Most privacy policy generators produce a wall of generic text that over-discloses (listing practices the business doesn't use) or under-discloses (missing what actually creates risk). The Privacy Policy Generator maps your real data practices first, then writes a policy that matches them — accurate to the business, compliant with the right jurisdictions, readable by humans.

What this skill does

A privacy policy that doesn't match the business's real data practices is worse than not having one — it's a liability. Over-disclosure creates commitments you can't keep. Under-disclosure creates the gap that becomes the ICO complaint. This skill maps what the business actually does with data first, then writes the policy from that map, so every section corresponds to a real practice rather than a hypothetical one.
*****
WORK TO DO:
a. Edit the privacy policy generator description between "What this skill" and "a hypothetical one.", inclusive, putting "regulatory complaint" wherever "ICO complaint" appears, and return that passage.
b. Express the lines of the records between the lines holding "Indicate the long" and "point(883, 326)", inclusive, as a JSON list of strings with one string per line and blank lines omitted.

DATASET CONTENT:
*****
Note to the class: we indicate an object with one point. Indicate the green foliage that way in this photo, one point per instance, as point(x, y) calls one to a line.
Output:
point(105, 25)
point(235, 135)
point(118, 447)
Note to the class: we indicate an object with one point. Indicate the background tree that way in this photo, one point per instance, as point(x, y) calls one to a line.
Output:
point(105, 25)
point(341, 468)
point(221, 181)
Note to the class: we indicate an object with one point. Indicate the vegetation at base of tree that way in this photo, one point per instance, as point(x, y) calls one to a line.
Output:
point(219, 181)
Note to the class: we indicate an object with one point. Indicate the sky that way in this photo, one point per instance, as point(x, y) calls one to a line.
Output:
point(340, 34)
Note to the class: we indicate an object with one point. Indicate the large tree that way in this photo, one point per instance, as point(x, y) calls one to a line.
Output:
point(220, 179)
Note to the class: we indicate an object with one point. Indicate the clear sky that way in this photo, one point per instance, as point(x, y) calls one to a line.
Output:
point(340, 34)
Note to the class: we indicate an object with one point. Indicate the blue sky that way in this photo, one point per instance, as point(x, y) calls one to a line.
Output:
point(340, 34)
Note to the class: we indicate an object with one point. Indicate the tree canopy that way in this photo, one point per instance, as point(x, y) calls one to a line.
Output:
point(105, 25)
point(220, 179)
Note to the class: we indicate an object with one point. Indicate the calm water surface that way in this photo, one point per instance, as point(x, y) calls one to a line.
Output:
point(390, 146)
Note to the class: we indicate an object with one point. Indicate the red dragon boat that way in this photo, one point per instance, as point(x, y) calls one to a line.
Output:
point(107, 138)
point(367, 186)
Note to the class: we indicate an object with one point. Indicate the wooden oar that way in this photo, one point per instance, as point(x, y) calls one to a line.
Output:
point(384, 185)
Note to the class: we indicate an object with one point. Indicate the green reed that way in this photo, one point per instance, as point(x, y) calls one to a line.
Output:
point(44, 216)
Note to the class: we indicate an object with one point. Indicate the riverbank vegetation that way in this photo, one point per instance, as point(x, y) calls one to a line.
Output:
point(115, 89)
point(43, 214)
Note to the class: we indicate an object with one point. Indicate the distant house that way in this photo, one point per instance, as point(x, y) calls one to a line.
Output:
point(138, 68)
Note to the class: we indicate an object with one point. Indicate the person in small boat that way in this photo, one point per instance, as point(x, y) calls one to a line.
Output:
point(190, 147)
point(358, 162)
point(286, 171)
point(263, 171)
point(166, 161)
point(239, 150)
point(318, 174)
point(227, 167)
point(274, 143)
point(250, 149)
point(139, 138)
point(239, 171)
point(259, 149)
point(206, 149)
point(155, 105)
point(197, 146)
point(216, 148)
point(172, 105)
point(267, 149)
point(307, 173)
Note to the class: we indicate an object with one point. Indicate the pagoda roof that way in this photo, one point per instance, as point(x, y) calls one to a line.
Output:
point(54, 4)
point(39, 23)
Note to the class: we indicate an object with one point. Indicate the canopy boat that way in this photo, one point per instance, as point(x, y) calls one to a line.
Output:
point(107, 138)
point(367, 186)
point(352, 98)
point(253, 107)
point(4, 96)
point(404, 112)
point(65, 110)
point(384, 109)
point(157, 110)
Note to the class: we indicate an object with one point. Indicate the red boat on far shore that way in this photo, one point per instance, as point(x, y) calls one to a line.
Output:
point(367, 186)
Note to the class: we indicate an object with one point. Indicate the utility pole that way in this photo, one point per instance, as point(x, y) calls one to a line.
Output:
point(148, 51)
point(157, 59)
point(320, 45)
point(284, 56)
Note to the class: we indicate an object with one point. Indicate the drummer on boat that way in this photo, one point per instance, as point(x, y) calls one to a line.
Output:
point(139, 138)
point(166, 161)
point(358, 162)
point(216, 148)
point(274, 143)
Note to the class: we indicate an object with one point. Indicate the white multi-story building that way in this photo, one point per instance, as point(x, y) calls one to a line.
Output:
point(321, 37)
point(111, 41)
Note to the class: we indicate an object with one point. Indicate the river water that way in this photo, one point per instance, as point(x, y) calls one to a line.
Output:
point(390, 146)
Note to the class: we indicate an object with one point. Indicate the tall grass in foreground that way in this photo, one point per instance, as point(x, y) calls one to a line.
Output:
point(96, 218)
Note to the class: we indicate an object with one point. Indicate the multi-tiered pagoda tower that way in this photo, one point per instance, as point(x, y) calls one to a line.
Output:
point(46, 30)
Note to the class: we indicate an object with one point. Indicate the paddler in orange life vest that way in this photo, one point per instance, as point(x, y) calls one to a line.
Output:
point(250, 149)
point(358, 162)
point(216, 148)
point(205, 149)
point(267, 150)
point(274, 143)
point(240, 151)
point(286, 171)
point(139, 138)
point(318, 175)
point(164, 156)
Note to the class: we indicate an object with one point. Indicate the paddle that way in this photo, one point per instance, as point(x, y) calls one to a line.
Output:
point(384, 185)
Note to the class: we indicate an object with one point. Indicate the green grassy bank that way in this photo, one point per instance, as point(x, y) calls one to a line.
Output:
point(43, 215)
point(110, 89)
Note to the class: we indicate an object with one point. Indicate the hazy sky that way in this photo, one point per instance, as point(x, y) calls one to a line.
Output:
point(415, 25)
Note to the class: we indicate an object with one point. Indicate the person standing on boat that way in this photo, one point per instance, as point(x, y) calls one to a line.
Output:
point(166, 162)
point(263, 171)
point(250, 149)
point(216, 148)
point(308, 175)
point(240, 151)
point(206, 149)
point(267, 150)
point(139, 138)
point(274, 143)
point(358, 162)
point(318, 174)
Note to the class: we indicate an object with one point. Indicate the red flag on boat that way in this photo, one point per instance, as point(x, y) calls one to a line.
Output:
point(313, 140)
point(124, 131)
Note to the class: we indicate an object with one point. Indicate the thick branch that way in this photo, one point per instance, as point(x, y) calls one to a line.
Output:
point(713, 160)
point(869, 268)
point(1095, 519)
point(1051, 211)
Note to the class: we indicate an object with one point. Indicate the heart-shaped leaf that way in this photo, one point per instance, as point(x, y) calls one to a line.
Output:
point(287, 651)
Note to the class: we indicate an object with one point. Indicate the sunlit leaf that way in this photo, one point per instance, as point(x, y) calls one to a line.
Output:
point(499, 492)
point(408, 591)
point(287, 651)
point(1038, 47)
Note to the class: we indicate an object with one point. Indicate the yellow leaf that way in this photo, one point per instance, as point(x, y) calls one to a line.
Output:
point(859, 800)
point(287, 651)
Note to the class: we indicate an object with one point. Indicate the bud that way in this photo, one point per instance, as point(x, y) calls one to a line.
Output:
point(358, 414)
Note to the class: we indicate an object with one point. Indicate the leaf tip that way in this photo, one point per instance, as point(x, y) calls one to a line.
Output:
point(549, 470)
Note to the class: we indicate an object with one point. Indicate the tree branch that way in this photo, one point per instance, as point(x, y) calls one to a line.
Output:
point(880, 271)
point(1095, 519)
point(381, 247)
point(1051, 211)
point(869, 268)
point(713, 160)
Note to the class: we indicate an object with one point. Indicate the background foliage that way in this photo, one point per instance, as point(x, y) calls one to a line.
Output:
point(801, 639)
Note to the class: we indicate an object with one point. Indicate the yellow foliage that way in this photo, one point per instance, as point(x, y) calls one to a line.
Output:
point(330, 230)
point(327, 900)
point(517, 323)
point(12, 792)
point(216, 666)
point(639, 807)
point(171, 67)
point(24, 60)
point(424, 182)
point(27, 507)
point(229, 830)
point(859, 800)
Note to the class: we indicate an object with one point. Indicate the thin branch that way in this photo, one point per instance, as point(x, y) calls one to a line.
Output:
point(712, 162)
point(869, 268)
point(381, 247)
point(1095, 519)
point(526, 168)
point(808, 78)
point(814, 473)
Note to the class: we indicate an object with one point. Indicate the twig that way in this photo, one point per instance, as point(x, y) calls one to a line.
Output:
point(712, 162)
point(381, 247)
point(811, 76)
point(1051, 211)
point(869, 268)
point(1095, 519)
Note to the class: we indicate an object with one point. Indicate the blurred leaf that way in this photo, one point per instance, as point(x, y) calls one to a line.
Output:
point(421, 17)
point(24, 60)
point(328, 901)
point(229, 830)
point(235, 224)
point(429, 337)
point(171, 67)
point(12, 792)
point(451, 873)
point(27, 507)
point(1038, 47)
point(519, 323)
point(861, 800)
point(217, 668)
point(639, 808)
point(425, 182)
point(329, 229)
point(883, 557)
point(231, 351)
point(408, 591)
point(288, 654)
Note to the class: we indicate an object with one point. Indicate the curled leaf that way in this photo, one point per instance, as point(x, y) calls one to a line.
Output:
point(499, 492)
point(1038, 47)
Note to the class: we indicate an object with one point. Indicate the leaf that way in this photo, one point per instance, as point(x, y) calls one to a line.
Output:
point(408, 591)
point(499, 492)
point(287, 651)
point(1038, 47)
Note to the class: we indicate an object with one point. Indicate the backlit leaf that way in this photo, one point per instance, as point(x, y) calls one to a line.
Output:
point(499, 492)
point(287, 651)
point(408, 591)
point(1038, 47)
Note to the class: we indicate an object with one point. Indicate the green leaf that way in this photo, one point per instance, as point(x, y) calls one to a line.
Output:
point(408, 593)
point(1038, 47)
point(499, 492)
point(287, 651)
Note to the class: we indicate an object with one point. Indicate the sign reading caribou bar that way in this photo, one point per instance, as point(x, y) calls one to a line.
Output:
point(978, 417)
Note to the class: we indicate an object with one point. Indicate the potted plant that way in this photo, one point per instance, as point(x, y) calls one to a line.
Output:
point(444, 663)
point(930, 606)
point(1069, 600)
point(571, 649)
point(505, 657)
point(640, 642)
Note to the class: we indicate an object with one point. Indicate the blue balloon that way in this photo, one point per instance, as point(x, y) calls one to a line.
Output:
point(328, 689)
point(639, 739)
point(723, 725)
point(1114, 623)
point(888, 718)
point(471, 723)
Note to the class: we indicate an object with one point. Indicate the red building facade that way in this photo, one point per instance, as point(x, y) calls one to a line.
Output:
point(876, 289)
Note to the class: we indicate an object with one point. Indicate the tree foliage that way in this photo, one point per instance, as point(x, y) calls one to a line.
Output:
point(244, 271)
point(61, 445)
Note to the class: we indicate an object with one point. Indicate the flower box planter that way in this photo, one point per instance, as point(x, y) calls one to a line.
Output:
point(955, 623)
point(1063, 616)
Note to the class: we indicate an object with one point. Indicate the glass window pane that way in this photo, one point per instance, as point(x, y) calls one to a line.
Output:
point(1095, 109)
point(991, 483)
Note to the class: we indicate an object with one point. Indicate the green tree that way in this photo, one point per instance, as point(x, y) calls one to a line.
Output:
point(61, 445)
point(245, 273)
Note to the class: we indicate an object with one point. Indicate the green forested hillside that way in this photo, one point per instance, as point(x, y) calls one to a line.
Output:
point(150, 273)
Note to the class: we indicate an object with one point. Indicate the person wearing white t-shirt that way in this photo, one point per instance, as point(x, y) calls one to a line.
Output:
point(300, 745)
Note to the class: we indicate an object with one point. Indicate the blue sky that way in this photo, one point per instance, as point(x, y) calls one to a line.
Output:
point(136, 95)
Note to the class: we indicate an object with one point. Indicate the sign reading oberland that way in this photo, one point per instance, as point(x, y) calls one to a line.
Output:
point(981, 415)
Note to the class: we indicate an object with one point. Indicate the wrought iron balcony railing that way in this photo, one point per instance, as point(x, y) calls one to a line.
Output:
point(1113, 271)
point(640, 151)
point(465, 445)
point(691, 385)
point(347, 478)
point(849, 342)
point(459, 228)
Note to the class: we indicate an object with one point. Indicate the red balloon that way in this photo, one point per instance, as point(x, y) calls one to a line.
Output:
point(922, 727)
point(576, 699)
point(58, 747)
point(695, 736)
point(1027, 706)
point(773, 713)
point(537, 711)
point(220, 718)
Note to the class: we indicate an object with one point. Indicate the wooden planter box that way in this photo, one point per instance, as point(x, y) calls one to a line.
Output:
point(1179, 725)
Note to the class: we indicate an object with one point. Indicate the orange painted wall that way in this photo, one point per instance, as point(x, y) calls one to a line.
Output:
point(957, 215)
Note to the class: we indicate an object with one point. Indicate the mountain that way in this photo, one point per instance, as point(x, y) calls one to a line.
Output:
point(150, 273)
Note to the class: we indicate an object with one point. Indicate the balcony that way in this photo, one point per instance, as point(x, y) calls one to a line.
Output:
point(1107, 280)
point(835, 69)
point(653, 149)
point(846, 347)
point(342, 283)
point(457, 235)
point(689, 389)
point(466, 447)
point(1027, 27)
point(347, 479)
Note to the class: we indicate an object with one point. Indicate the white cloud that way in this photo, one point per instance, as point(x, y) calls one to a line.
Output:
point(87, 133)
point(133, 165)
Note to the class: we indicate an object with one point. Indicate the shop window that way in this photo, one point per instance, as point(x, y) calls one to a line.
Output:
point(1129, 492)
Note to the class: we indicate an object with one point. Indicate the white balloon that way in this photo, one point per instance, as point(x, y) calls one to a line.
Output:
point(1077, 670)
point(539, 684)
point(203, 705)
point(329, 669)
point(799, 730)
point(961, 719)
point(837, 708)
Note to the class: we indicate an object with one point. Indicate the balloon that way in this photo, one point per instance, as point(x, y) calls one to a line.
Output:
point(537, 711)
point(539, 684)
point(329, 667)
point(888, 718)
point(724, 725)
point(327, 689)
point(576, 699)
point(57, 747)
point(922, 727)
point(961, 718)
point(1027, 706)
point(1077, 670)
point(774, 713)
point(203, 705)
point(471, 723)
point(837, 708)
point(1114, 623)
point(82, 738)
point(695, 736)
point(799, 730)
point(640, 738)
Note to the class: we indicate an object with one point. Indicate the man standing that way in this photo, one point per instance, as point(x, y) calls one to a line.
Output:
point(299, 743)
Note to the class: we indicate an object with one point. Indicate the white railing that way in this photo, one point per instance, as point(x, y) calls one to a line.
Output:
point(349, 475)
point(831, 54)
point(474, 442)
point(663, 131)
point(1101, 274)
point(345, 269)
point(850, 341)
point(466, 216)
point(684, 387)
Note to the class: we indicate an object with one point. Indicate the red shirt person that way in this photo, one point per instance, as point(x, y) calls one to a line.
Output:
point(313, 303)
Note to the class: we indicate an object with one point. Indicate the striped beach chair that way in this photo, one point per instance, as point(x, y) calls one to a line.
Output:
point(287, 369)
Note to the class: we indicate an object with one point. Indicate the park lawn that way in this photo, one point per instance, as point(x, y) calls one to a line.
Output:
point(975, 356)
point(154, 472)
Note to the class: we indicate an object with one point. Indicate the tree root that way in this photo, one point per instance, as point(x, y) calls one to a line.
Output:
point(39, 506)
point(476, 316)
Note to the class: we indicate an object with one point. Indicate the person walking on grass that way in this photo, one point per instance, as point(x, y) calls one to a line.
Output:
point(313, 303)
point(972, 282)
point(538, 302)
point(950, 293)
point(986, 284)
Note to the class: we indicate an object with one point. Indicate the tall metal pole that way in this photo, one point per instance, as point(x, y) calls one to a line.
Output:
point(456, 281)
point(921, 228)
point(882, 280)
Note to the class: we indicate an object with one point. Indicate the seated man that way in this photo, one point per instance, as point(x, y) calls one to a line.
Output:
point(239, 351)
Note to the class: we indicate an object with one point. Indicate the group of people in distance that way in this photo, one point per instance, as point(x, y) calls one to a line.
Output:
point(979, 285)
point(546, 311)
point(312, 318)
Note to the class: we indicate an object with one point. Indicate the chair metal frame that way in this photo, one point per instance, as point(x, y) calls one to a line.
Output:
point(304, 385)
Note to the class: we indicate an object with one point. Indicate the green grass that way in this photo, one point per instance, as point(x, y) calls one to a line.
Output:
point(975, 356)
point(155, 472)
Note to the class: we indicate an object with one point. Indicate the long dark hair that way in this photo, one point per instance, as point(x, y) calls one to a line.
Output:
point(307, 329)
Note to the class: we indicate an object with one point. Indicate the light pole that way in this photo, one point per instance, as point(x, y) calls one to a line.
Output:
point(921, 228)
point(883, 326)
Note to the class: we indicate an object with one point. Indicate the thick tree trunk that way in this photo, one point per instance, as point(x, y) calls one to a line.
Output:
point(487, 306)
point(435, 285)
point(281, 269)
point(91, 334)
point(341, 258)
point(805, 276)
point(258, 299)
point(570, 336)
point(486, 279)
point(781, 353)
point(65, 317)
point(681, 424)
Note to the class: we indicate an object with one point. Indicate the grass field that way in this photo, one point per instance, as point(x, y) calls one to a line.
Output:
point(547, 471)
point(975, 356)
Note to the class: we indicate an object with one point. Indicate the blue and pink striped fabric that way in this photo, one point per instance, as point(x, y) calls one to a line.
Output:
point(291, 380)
*****
CORRECT ANSWERS:
a.
What this skill does

A privacy policy that doesn't match the business's real data practices is worse than not having one — it's a liability. Over-disclosure creates commitments you can't keep. Under-disclosure creates the gap that becomes the regulatory complaint. This skill maps what the business actually does with data first, then writes the policy from that map, so every section corresponds to a real practice rather than a hypothetical one.

b.
[
  "Note to the class: we indicate an object with one point. Indicate the long dark hair that way in this photo, one point per instance, as point(x, y) calls one to a line.",
  "Output:",
  "point(307, 329)",
  "Note to the class: we indicate an object with one point. Indicate the light pole that way in this photo, one point per instance, as point(x, y) calls one to a line.",
  "Output:",
  "point(921, 228)",
  "point(883, 326)"
]